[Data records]
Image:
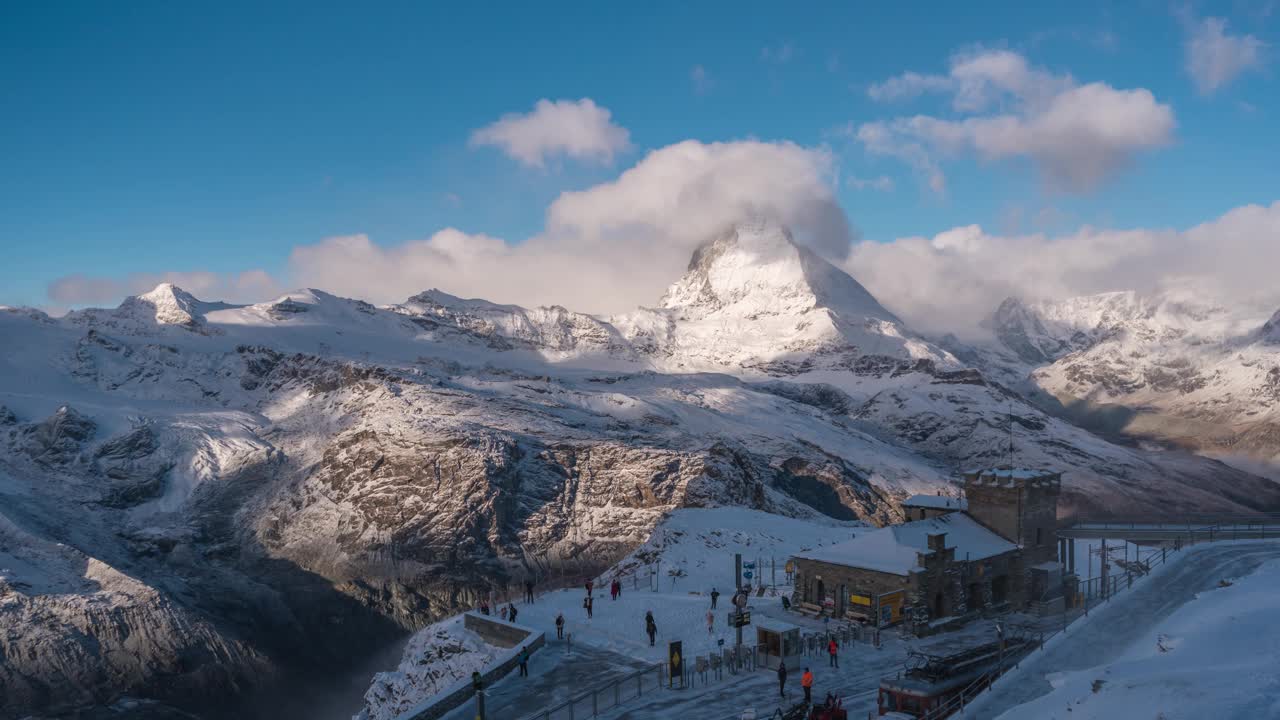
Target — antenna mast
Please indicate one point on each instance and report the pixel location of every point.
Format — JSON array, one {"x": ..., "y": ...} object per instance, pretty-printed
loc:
[{"x": 1010, "y": 437}]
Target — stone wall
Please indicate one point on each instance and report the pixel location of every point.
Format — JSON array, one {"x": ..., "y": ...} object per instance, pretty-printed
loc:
[
  {"x": 855, "y": 580},
  {"x": 1020, "y": 509}
]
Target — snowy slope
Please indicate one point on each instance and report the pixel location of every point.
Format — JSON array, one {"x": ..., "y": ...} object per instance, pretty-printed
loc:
[{"x": 1212, "y": 657}]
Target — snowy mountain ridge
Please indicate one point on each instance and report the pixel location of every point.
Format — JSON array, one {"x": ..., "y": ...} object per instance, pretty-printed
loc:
[{"x": 1170, "y": 367}]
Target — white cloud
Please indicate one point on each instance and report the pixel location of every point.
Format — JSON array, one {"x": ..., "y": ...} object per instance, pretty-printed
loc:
[
  {"x": 955, "y": 279},
  {"x": 778, "y": 55},
  {"x": 606, "y": 249},
  {"x": 580, "y": 130},
  {"x": 1074, "y": 135},
  {"x": 700, "y": 78},
  {"x": 233, "y": 287},
  {"x": 883, "y": 183},
  {"x": 1215, "y": 58}
]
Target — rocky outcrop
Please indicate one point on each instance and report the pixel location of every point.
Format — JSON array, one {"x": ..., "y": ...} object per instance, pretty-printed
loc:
[{"x": 59, "y": 438}]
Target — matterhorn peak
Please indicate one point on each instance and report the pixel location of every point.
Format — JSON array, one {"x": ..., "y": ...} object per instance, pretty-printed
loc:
[
  {"x": 1270, "y": 332},
  {"x": 755, "y": 267},
  {"x": 168, "y": 304}
]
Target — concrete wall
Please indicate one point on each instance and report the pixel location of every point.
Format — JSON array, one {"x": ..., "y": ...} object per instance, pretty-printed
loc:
[
  {"x": 1022, "y": 510},
  {"x": 487, "y": 628},
  {"x": 856, "y": 580}
]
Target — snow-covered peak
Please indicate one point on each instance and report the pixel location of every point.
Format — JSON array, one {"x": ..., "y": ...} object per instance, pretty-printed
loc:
[
  {"x": 1270, "y": 331},
  {"x": 1046, "y": 331},
  {"x": 168, "y": 305},
  {"x": 757, "y": 267}
]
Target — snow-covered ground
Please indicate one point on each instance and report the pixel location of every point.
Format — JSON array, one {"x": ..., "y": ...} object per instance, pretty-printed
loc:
[
  {"x": 438, "y": 657},
  {"x": 1220, "y": 643}
]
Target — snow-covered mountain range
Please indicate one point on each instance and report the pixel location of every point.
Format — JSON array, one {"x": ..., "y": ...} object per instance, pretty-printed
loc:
[
  {"x": 304, "y": 478},
  {"x": 1168, "y": 367}
]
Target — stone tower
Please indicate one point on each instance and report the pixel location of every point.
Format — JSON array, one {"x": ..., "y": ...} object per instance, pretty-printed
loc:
[{"x": 1020, "y": 506}]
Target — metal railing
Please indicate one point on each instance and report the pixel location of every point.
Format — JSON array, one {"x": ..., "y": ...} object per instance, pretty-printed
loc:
[
  {"x": 1096, "y": 591},
  {"x": 606, "y": 696}
]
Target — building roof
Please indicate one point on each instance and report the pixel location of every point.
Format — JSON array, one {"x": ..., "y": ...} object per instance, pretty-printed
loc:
[
  {"x": 936, "y": 502},
  {"x": 1011, "y": 473},
  {"x": 894, "y": 548}
]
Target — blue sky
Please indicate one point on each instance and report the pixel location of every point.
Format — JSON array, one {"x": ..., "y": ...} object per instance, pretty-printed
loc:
[{"x": 152, "y": 137}]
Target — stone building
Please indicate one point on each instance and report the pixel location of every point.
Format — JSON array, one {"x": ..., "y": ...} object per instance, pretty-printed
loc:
[
  {"x": 924, "y": 506},
  {"x": 965, "y": 556}
]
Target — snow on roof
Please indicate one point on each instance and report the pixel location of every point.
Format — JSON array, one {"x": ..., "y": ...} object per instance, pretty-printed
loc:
[
  {"x": 1016, "y": 473},
  {"x": 936, "y": 501},
  {"x": 894, "y": 548},
  {"x": 773, "y": 625}
]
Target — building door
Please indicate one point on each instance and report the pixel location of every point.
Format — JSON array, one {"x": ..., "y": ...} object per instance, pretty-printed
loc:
[{"x": 1000, "y": 588}]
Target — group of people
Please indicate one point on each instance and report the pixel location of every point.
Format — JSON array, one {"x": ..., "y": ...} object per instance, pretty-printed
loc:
[{"x": 805, "y": 682}]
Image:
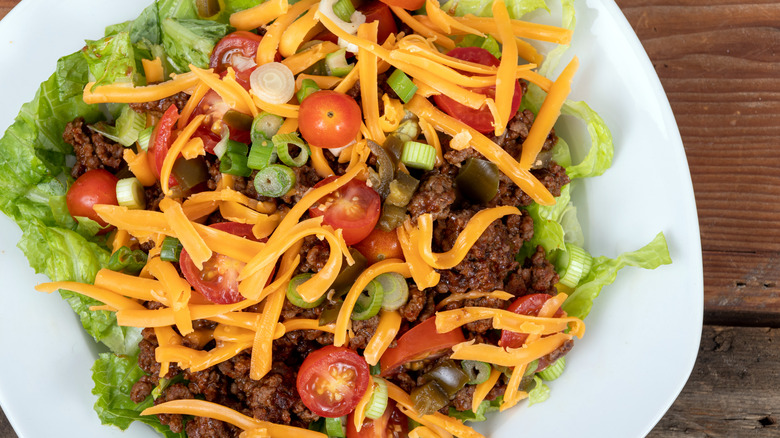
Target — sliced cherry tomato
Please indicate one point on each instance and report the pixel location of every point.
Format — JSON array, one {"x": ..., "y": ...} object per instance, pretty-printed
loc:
[
  {"x": 378, "y": 11},
  {"x": 479, "y": 119},
  {"x": 329, "y": 119},
  {"x": 354, "y": 208},
  {"x": 526, "y": 305},
  {"x": 380, "y": 245},
  {"x": 410, "y": 5},
  {"x": 421, "y": 342},
  {"x": 218, "y": 280},
  {"x": 392, "y": 424},
  {"x": 96, "y": 186},
  {"x": 237, "y": 43},
  {"x": 162, "y": 138},
  {"x": 332, "y": 380}
]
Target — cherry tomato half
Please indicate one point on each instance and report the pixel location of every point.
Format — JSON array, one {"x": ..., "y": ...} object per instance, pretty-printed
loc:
[
  {"x": 392, "y": 424},
  {"x": 380, "y": 245},
  {"x": 410, "y": 5},
  {"x": 421, "y": 342},
  {"x": 526, "y": 305},
  {"x": 332, "y": 380},
  {"x": 218, "y": 280},
  {"x": 479, "y": 119},
  {"x": 94, "y": 187},
  {"x": 354, "y": 208},
  {"x": 237, "y": 43},
  {"x": 161, "y": 140},
  {"x": 329, "y": 119}
]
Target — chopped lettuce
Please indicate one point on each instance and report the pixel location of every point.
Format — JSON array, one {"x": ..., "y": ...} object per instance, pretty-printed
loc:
[
  {"x": 539, "y": 393},
  {"x": 114, "y": 377},
  {"x": 189, "y": 41},
  {"x": 144, "y": 28},
  {"x": 111, "y": 60},
  {"x": 481, "y": 8},
  {"x": 604, "y": 271}
]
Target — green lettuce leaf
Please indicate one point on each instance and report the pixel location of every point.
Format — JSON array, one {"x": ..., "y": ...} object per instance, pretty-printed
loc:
[
  {"x": 114, "y": 377},
  {"x": 112, "y": 60},
  {"x": 146, "y": 27},
  {"x": 482, "y": 8},
  {"x": 539, "y": 393},
  {"x": 188, "y": 41},
  {"x": 599, "y": 157},
  {"x": 604, "y": 271}
]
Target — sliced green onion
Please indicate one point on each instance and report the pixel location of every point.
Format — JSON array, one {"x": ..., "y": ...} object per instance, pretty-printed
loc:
[
  {"x": 418, "y": 155},
  {"x": 126, "y": 260},
  {"x": 221, "y": 147},
  {"x": 282, "y": 142},
  {"x": 344, "y": 9},
  {"x": 274, "y": 181},
  {"x": 378, "y": 402},
  {"x": 334, "y": 427},
  {"x": 572, "y": 265},
  {"x": 336, "y": 63},
  {"x": 130, "y": 194},
  {"x": 477, "y": 371},
  {"x": 553, "y": 371},
  {"x": 170, "y": 249},
  {"x": 295, "y": 298},
  {"x": 236, "y": 147},
  {"x": 273, "y": 83},
  {"x": 395, "y": 290},
  {"x": 369, "y": 302},
  {"x": 402, "y": 85},
  {"x": 238, "y": 120},
  {"x": 234, "y": 160},
  {"x": 144, "y": 137},
  {"x": 308, "y": 86},
  {"x": 265, "y": 125},
  {"x": 128, "y": 126},
  {"x": 262, "y": 154}
]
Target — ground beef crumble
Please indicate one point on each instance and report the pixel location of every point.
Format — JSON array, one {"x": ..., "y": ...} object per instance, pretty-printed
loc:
[{"x": 92, "y": 150}]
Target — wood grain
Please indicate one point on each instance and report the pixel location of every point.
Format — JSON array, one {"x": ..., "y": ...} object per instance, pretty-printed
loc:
[
  {"x": 718, "y": 62},
  {"x": 732, "y": 391}
]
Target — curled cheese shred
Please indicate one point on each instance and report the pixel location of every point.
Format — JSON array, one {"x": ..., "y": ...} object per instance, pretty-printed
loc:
[{"x": 365, "y": 277}]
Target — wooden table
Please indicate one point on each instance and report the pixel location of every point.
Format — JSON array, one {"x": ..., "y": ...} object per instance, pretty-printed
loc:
[{"x": 718, "y": 62}]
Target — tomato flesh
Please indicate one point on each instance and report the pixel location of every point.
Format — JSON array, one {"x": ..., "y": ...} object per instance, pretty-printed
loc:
[
  {"x": 332, "y": 380},
  {"x": 218, "y": 280},
  {"x": 380, "y": 245},
  {"x": 160, "y": 143},
  {"x": 479, "y": 119},
  {"x": 526, "y": 305},
  {"x": 96, "y": 186},
  {"x": 421, "y": 342},
  {"x": 237, "y": 43},
  {"x": 328, "y": 119},
  {"x": 354, "y": 208}
]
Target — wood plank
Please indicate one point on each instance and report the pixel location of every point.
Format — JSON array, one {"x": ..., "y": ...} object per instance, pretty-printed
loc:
[
  {"x": 742, "y": 288},
  {"x": 732, "y": 391},
  {"x": 718, "y": 63}
]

TO DO: Starting with the line that contains "Target — tomato flesh" and going on through the last of the lines, write every line out again and leave all other text unchanged. Multiply each x and y coordinate in the answers by 2.3 and round it to a whole number, with halves rounding up.

SOLUTION TO THIS TASK:
Target — tomato flesh
Please indicate one point on each instance and report the pixel location of every point.
Format — JSON array, one {"x": ..., "y": ...} object per instance, pretty-printed
loc:
[
  {"x": 764, "y": 874},
  {"x": 501, "y": 644},
  {"x": 874, "y": 564},
  {"x": 368, "y": 329},
  {"x": 1102, "y": 274},
  {"x": 1210, "y": 702},
  {"x": 221, "y": 428},
  {"x": 968, "y": 787},
  {"x": 545, "y": 99},
  {"x": 754, "y": 274},
  {"x": 814, "y": 478}
]
Target — wood plank
Please indicate one point on each instance and report the pixel location of every point.
Format — JSON array, one {"x": ..., "y": ...} object per instance, pretty-printed
loc:
[
  {"x": 1707, "y": 662},
  {"x": 1684, "y": 899},
  {"x": 1651, "y": 145}
]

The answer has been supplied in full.